#### [Goal of the exercise]
Could you print every record below exactly as it appears?

[start of Supplied records]

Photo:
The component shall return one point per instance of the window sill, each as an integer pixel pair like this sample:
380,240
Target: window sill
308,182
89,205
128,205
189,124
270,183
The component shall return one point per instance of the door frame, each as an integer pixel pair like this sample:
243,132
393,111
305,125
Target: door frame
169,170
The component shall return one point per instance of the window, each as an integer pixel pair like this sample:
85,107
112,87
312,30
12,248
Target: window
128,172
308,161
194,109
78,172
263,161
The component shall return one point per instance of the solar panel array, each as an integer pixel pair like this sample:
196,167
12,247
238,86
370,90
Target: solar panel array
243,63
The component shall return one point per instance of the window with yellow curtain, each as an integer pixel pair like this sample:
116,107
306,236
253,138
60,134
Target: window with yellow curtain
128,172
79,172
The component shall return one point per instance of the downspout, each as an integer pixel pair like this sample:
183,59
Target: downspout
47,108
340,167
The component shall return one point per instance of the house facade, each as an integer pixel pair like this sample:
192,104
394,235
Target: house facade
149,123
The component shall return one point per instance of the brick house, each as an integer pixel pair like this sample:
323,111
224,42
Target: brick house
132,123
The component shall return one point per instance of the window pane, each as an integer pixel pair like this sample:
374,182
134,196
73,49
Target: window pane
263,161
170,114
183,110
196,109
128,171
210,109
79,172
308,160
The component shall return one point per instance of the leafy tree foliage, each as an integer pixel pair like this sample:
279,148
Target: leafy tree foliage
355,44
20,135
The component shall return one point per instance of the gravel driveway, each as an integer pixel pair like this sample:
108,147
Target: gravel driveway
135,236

[end of Supplied records]

#### [Reply to the task]
Photo:
The component shall return one point per instance of the window sill, each as an integer pixel pair like this sample:
380,240
Target: window sill
308,182
89,205
128,205
189,124
270,183
The component shall return one point per instance of the door frame, each as an integer pixel pair like this sample:
243,132
393,111
305,125
Target: door frame
169,170
The component shall return one point per instance of the window, each as an integer pixel pair like this sample:
85,107
112,87
312,30
12,248
Target: window
128,172
308,161
194,109
78,172
263,161
The component shall return one point per instance of the solar panel array, each as an integer pixel pair like this sample:
196,167
12,247
238,86
370,90
Target: solar panel array
243,63
The component shall return one point per instance of the window with yellow curtain, each as an integer pixel pair like this sample:
116,107
306,236
253,138
60,134
Target: window with yellow curtain
128,172
79,172
The component shall return one point per instance of the downspout, each as an integer pixel pair like this sample:
183,59
Target: downspout
47,108
340,167
The component shall return one point per instance of the house facade, each as an integer pixel pair like this sample:
192,104
394,235
Target: house facade
149,123
The component shall return one point per instance of the brick house, each as an integer pixel pair like this sample:
323,111
224,42
Target: brick house
132,123
The component shall return one point per instance of the window pane, each as an integer pixel pair like this sample:
374,182
134,196
73,49
Target: window pane
263,161
170,114
183,110
196,109
128,171
210,109
79,172
308,160
The component shall return one point per instance of the leafy tree foliage, each as an integer pixel pair like this sample:
279,148
Target: leafy tree foliage
355,44
20,135
The component shall return one point per instance of the gravel driveway, each as an integer pixel pair like this sample:
108,147
Target: gravel driveway
135,236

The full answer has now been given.